Quoted text ▸
Skip to main content
Sources define the metadata for database tables that exist in your external data sources. They are configured in the models/sources.yml file and can be loaded into the Virtual Data Lake (VDL) for use by other data models.

Configuration structure

The sources.yml file contains a list of source definitions under the sources key:
sources:
  - name: src_customers
    description: Customer data from the CRM system
    connection: default
    table: customers
    load_to_vdl: true
    columns:
      - name: customer_id
        type: integer
        description: Unique customer identifier
        category: dimension

Configuration fields

name
string
required
A unique identifier for the source. This name is used to reference the source in your models using the ref() function.
description
string
default:""
A human-readable description of the source table. Used for documentation and data consumers (such as AI agents).
connection
string
default:"default"
The name of the database connection to use, as defined in squirrels.yml or pyconfigs/connections.py. If not specified, uses the default connection defined by the SQRL_CONNECTIONS__DEFAULT_NAME_USED environment variable, or “default” if that is not set.
table
string
The name of the table in the external database. If not specified, defaults to the source name.
load_to_vdl
boolean
default:"false"
Whether to load this source’s data into the Virtual Data Lake (VDL) during the build process. When true, the source data is extracted from the external database and stored in the VDL, making it available for use by build and federate models. See VDL loading behavior for details on how columns are loaded.

Written problem 1 ▸ According to the sources documentation, what does the table field default to when it is not specified?
Written problem 2 ▸ Quote the sources documentation from "The name of the database" up to and including "the source name.".
Written problem 3 ▸ Extend the sources documentation by writing what comes after its final sentence.
The listing after this point is separate material with no connection to the sources documentation.

(Excerpts of pointing data)
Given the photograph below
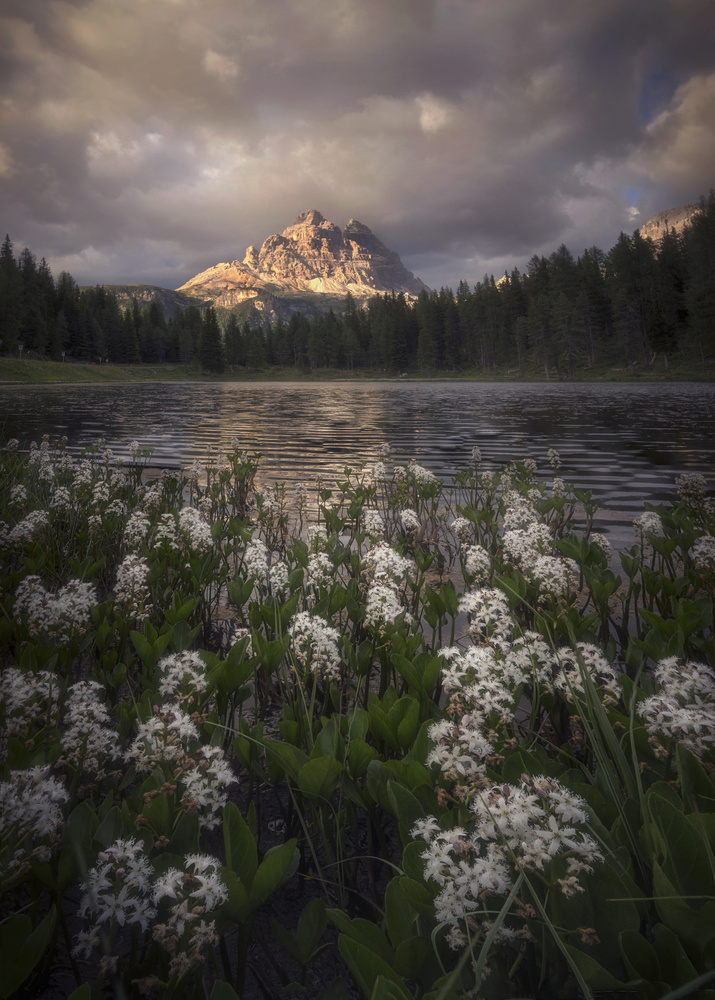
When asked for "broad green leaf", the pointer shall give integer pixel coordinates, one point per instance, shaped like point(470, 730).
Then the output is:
point(21, 949)
point(239, 845)
point(386, 989)
point(399, 914)
point(272, 872)
point(110, 829)
point(223, 991)
point(319, 776)
point(366, 966)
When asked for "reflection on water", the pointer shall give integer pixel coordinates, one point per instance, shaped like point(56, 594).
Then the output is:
point(627, 442)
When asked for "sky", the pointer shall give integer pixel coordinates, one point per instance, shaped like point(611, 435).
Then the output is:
point(142, 141)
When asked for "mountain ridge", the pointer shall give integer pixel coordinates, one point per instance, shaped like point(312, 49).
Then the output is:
point(311, 256)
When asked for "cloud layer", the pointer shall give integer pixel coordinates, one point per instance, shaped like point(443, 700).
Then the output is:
point(144, 141)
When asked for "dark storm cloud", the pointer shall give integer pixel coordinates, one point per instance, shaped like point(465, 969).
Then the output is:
point(145, 141)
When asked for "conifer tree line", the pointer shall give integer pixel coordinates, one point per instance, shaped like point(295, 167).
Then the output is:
point(640, 299)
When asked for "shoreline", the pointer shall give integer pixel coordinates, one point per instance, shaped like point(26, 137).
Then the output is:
point(14, 371)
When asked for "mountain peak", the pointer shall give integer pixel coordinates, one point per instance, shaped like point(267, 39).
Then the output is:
point(314, 257)
point(310, 218)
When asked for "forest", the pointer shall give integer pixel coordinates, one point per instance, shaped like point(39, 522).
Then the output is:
point(636, 301)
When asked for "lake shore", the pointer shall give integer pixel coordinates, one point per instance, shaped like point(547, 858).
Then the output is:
point(18, 371)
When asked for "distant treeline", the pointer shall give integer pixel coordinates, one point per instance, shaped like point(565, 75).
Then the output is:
point(639, 299)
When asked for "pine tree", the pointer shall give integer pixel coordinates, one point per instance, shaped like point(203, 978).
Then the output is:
point(10, 299)
point(211, 352)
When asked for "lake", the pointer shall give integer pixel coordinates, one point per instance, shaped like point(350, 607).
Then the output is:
point(625, 441)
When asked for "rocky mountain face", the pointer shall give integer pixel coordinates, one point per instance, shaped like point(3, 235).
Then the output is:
point(311, 258)
point(673, 219)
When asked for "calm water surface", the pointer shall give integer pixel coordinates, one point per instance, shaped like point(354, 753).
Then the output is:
point(627, 442)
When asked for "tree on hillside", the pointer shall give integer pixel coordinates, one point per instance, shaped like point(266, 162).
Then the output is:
point(211, 352)
point(10, 298)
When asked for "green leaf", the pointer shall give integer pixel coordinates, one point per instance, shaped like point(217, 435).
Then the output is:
point(21, 949)
point(311, 927)
point(639, 958)
point(240, 845)
point(110, 829)
point(686, 863)
point(237, 907)
point(694, 927)
point(593, 972)
point(83, 992)
point(366, 966)
point(386, 989)
point(319, 777)
point(223, 991)
point(185, 838)
point(272, 872)
point(360, 754)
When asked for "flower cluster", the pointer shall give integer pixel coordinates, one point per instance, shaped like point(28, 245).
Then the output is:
point(488, 612)
point(89, 740)
point(31, 804)
point(683, 708)
point(315, 645)
point(59, 615)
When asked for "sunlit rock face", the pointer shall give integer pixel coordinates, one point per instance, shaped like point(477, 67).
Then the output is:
point(672, 220)
point(312, 256)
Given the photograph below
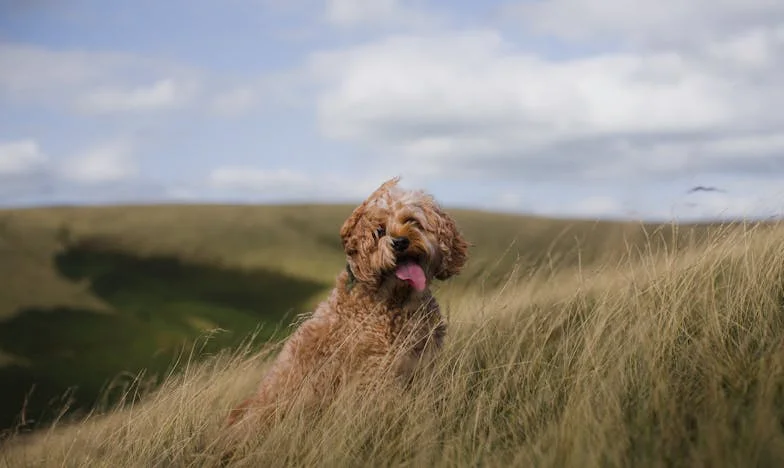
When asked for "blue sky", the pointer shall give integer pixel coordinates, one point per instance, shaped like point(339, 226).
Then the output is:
point(591, 108)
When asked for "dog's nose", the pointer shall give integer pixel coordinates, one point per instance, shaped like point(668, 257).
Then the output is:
point(400, 243)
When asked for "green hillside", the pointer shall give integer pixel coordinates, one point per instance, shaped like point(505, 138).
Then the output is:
point(93, 295)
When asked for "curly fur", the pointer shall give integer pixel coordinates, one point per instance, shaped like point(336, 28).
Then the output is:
point(372, 322)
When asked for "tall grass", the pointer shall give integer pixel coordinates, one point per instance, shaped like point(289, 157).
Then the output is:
point(668, 357)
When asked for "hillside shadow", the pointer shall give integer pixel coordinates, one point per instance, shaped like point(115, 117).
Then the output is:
point(159, 306)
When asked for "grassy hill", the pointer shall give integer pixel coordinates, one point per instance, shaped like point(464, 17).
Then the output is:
point(565, 336)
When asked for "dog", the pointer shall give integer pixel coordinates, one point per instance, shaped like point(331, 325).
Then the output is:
point(381, 317)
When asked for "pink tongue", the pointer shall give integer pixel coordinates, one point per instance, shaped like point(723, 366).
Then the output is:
point(413, 274)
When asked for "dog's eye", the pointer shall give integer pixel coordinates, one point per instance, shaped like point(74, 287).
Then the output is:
point(414, 221)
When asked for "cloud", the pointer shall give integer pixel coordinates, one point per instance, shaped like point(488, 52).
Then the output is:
point(374, 13)
point(472, 104)
point(163, 94)
point(288, 185)
point(20, 158)
point(105, 163)
point(96, 82)
point(644, 23)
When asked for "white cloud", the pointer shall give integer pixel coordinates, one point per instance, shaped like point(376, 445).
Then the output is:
point(235, 101)
point(285, 184)
point(102, 164)
point(20, 158)
point(98, 82)
point(642, 22)
point(162, 94)
point(372, 13)
point(472, 103)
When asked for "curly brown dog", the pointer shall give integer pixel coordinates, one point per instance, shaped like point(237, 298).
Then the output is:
point(381, 316)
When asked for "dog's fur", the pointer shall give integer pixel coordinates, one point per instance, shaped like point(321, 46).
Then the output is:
point(373, 322)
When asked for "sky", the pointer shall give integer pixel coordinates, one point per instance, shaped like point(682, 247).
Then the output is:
point(576, 108)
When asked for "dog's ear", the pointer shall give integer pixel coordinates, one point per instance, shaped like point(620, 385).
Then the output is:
point(347, 230)
point(454, 247)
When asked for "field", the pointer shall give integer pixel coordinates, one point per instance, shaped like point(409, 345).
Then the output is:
point(571, 343)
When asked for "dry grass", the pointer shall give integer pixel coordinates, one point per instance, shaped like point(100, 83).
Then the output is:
point(656, 357)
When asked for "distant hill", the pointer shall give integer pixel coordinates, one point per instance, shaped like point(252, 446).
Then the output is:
point(93, 293)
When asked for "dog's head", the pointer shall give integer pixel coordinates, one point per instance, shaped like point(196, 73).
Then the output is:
point(402, 237)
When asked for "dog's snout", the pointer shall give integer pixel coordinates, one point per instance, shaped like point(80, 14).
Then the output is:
point(400, 243)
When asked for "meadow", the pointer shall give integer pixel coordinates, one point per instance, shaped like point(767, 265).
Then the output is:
point(571, 343)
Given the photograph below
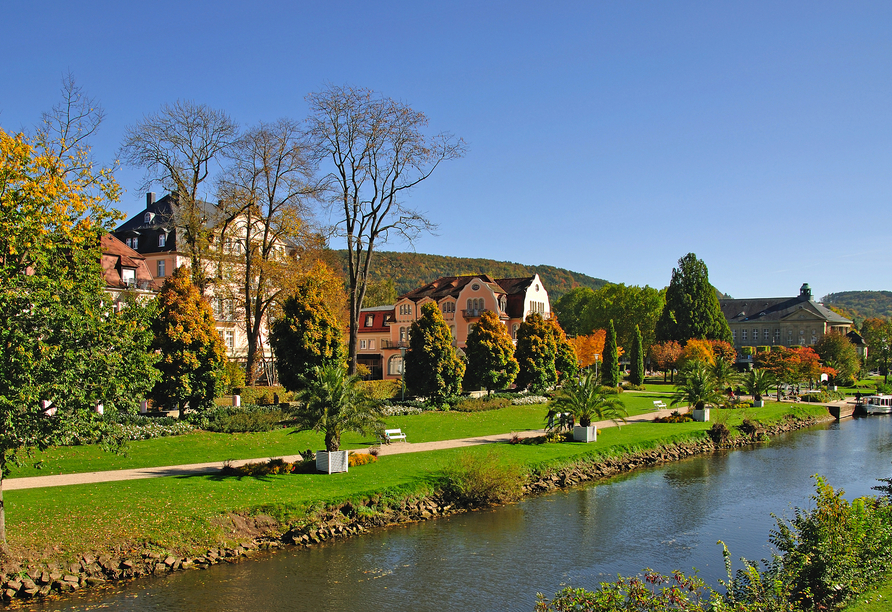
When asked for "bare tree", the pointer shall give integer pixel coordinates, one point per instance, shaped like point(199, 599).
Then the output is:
point(264, 194)
point(176, 146)
point(378, 152)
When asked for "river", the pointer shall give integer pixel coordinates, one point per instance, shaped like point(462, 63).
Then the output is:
point(665, 518)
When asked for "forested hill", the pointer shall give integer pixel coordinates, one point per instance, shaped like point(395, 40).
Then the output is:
point(861, 304)
point(412, 270)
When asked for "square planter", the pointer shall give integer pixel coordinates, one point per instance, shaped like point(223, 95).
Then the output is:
point(331, 462)
point(585, 434)
point(701, 415)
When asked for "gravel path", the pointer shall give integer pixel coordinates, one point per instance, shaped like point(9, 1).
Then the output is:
point(33, 482)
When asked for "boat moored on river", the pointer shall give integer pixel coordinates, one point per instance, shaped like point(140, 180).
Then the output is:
point(878, 404)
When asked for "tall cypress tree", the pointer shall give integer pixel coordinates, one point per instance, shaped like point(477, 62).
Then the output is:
point(610, 375)
point(692, 307)
point(637, 357)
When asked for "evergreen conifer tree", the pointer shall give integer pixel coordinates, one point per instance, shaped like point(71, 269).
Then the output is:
point(692, 308)
point(637, 356)
point(490, 353)
point(610, 374)
point(535, 354)
point(432, 367)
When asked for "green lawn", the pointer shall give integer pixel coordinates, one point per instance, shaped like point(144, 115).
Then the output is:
point(877, 600)
point(184, 514)
point(202, 447)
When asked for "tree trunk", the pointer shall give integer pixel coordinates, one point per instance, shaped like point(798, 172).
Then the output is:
point(4, 547)
point(332, 441)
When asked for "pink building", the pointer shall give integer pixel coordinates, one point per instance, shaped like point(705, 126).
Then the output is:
point(384, 330)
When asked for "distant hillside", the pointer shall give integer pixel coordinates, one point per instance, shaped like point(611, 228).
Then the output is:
point(861, 304)
point(412, 270)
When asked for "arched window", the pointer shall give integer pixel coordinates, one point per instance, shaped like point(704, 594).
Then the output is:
point(395, 366)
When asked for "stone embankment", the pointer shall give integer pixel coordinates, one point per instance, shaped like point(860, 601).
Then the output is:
point(346, 520)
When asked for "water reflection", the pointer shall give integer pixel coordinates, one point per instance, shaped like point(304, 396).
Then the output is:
point(666, 518)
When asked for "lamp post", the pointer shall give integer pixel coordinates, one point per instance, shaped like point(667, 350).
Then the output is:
point(403, 371)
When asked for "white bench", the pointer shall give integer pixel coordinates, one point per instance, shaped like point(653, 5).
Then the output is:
point(394, 434)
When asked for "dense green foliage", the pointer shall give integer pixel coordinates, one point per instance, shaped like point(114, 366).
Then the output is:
point(432, 368)
point(878, 335)
point(490, 354)
point(636, 356)
point(332, 402)
point(581, 311)
point(587, 401)
point(535, 354)
point(412, 270)
point(610, 372)
point(692, 309)
point(481, 479)
point(193, 357)
point(306, 336)
point(838, 353)
point(861, 304)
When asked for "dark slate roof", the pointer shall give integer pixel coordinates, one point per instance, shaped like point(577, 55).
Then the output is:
point(449, 286)
point(776, 309)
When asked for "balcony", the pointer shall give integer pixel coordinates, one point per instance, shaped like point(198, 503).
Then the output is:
point(477, 312)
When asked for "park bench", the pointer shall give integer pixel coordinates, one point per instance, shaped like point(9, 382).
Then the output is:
point(394, 434)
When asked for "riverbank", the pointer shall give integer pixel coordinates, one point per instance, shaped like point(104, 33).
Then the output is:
point(366, 500)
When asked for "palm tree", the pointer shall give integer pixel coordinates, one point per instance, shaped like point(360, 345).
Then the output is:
point(587, 401)
point(696, 387)
point(333, 402)
point(758, 383)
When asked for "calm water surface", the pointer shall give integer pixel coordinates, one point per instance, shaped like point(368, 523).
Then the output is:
point(665, 518)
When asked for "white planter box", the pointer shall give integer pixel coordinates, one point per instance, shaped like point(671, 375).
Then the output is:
point(701, 415)
point(331, 462)
point(585, 434)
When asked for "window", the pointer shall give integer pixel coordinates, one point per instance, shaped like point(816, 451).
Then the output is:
point(395, 366)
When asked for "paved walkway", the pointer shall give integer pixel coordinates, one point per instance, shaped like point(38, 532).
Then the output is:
point(13, 484)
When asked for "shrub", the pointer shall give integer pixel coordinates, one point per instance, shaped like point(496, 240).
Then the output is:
point(719, 433)
point(479, 479)
point(355, 459)
point(382, 389)
point(675, 417)
point(262, 396)
point(266, 468)
point(242, 419)
point(481, 404)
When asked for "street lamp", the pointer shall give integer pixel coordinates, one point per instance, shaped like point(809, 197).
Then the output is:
point(403, 371)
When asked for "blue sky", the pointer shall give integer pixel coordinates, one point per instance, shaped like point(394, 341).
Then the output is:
point(609, 138)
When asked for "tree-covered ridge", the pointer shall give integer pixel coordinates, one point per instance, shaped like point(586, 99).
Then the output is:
point(412, 270)
point(861, 304)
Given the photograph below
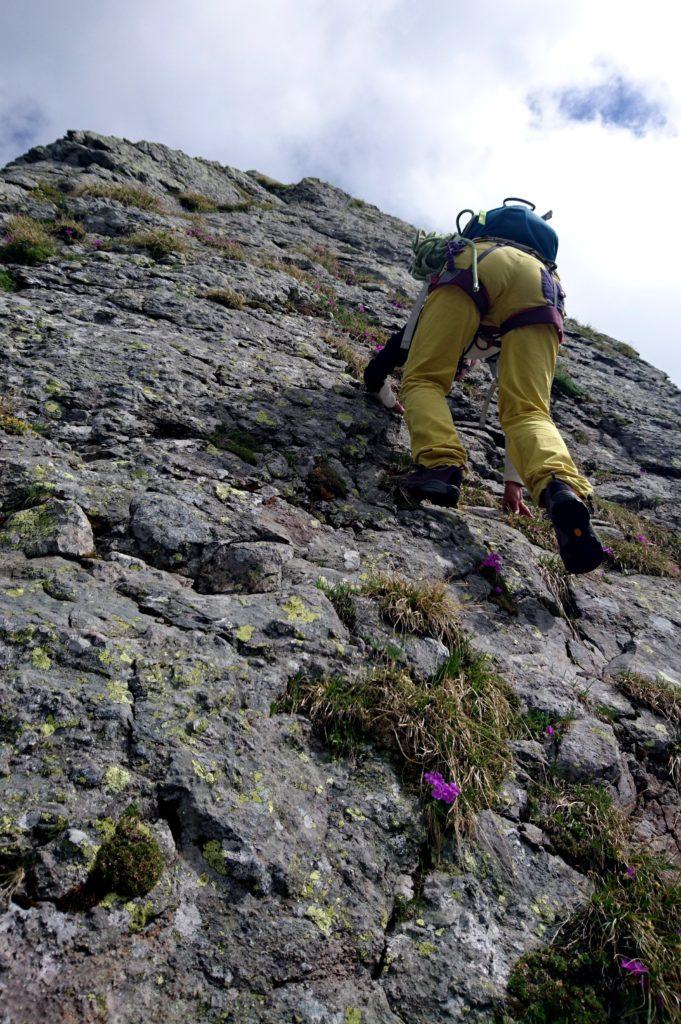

Output 1 ▸ It defaults to the source name.

Output 2 ▸
The name of the database connection to use, as defined in squirrels.yml or pyconfigs/connections.py. If not specified, uses the default connection defined by the SQRL_CONNECTIONS__DEFAULT_NAME_USED environment variable, or “default” if that is not set.
table
string
The name of the table in the external database. If not specified, defaults to the source name.

Output 3 ▸
primary_key
list[string]
default:"[]"
A list of column names that form the primary key of the source table. Used for incremental loading and upsert operations.
update_hints
object
Configuration for incremental data loading.
columns
list[object]
default:"[]"
A list of column configurations that define which columns to load and their metadata.
If no columns are specified and load_to_vdl is set to true, all columns from the source table are loaded with types inferred by DuckDB.
Unlike seeds, sources require column type specifications. Each column in the columns list must have a type field set. If a column is missing a type, an error will be raised.

Example configurations

sources:
  # Basic example (with default connection)
  - name: src_customers
    description: Customer master data
    table: customers
    load_to_vdl: true
    columns:
      - name: customer_id
        type: integer
        description: Customer identifier
        category: dimension
      
      - name: name
        type: string
        description: Customer name
        category: dimension

  # Source with incremental loading and using a custom connection
  - name: src_transactions
    description: Financial transactions with incremental loading
    connection: finance_db
    table: transactions
    load_to_vdl: true
    primary_key:
      - transaction_id
    update_hints:
      increasing_column: created_at
      strictly_increasing: true
    columns:
      - name: transaction_id
        type: integer
        description: Unique transaction identifier
        category: dimension
      
      - name: created_at
        type: datetime
        description: Transaction timestamp
        category: dimension
      
      - name: amount
        type: decimal
        description: Transaction amount
        category: measure

  # Using Jinja templating
  - name: src_data
    description: Data from {{ env_vars.DATA_SOURCE_NAME }}
    table: {{ env_vars.TABLE_NAME }}
    load_to_vdl: true
    columns:
      - name: id
        type: integer

VDL loading behavior

When load_to_vdl: true is set, the source data is extracted from the external database and stored in the Virtual Data Lake during sqrl build. The behavior depends on whether columns are specified:
Columns specified?Behavior
YesOnly the specified columns are loaded, and each column is cast to the specified type.
NoAll columns from the source table are loaded with types inferred by DuckDB.
When specifying columns, make sure the column types match or are compatible with the actual database column types to avoid casting errors during the build process.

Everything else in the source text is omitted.